_DOCUMENT SECTION:_
● ● ●
Sunny future for renewables thanks to China: IEAnews AFP
Paris (AFP) -
Solar energy is to lead the race to new power generation over the coming decades, thanks in large part to China and India, the International Energy Agency said Tuesday.
The IEA's annual World Energy Outlook report said that, over the next quarter century, the world's growing energy needs will be met first by renewables, while there are likely to be fewer new plants burning dirty coal.
With UN climate talks underway in Bonn, Germany, the IEA report brings only partially good news regarding the efforts to restrain carbon emissions and limit global warming.
Demand for oil is still expected to grow, despite the rapid arrival of electric vehicles, the IEA said.
And work needs be done to reduce output of methane from the drilling of natural gas, which is expected to become a more popular fuel.
The IEA sees the brightest future for solar.
"Solar is forging ahead in global power markets as it becomes the cheapest source of electricity generation in many places, including China and India," said Fatih Birol, the IEA's executive director.
The IEA believes solar photovoltaic cells will lead capacity additions, pushed by deployment in China and India.
However, wind is likely to sweep into the lead in the European Union, becoming the main source of electricity in the bloc soon after 2030.
"Rapid deployment of solar photovoltaics, led by China and India, helps solar become the largest source of low-carbon capacity by 2040, by which time the share of all renewables in total power generation reaches 40 percent," the IEA said.
The report also notes that "a strong emphasis on cleaner energy technologies, in large part to address poor air quality, is catapulting China to a position as a world leader in wind, solar, nuclear and electric vehicles."
The size of the Chinese economy, and its increasing share of the global energy market, mean that Beijing's choices will play a huge role in determining global trends.
The IEA also developed a scenario to achieve the goals of climate stabilisation, cleaner air and universal access to modern energy.
Low-carbon energy sources would have to double to 40 percent of the energy mix in 2040, with a quick drop in coal demand and a peak in oil use.
Not only would electric cars enter the mainstream, but stringent efficiency measures would have to be adopted for other vehicles, including trucks.
Germany, which is hosting the UN climate talks, demonstrates the difficulties of achieving such an outcome faces, as the country will remain dependent on coal as it pushes for a quick phase-out of nuclear for electricity production.
● ● ●
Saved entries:
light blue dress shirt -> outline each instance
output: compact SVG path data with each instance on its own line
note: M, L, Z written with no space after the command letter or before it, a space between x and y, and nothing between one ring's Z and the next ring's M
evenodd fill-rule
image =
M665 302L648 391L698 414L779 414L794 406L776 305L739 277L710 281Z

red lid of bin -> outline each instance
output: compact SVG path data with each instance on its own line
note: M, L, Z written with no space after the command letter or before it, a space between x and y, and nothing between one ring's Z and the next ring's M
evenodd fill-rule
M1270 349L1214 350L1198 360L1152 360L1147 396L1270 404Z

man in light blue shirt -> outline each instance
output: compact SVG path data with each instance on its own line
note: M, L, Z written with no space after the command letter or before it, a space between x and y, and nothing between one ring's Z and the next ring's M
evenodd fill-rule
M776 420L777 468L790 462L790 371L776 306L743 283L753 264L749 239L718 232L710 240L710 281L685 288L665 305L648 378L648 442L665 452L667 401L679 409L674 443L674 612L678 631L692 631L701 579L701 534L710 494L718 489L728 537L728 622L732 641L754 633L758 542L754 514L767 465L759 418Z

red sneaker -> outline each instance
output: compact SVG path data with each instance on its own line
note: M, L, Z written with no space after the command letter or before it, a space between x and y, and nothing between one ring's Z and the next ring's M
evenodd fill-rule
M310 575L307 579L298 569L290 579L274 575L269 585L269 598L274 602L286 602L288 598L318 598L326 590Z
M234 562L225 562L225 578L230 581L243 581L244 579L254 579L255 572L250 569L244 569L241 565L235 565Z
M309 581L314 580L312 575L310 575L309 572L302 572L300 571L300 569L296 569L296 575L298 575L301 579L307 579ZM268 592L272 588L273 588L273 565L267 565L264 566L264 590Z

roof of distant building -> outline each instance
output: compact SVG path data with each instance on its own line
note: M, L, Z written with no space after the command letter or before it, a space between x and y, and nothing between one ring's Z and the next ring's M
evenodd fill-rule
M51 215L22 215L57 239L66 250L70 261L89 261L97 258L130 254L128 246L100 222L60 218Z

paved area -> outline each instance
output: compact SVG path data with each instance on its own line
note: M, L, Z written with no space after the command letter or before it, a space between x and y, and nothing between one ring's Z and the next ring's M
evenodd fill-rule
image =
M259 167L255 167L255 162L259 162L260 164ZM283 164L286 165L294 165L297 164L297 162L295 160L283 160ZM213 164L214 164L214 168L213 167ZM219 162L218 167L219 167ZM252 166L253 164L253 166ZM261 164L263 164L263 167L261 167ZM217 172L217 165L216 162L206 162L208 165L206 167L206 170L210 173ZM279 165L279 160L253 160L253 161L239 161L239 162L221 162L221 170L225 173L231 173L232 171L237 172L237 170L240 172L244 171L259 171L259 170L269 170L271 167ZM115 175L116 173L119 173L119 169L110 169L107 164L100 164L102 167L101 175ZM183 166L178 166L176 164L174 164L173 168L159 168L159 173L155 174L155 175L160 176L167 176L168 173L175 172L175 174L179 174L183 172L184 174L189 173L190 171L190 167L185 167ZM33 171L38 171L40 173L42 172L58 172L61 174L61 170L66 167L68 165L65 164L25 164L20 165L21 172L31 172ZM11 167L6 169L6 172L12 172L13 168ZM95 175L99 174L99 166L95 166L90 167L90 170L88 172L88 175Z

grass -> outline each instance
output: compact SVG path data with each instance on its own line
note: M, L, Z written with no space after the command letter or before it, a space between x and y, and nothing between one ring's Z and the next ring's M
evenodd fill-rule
● ● ●
_WORK TO COMPLETE:_ Put this sentence from the renewable energy news report above into Spanish: "However, wind is likely to sweep into the lead in the European Union, becoming the main source of electricity in the bloc soon after 2030."

_ANSWER TO THIS EXERCISE:_ Sin embargo, es probable que la energía eólica tome la delantera en la Unión Europea y se convierta en la principal fuente de electricidad del bloque poco después de 2030.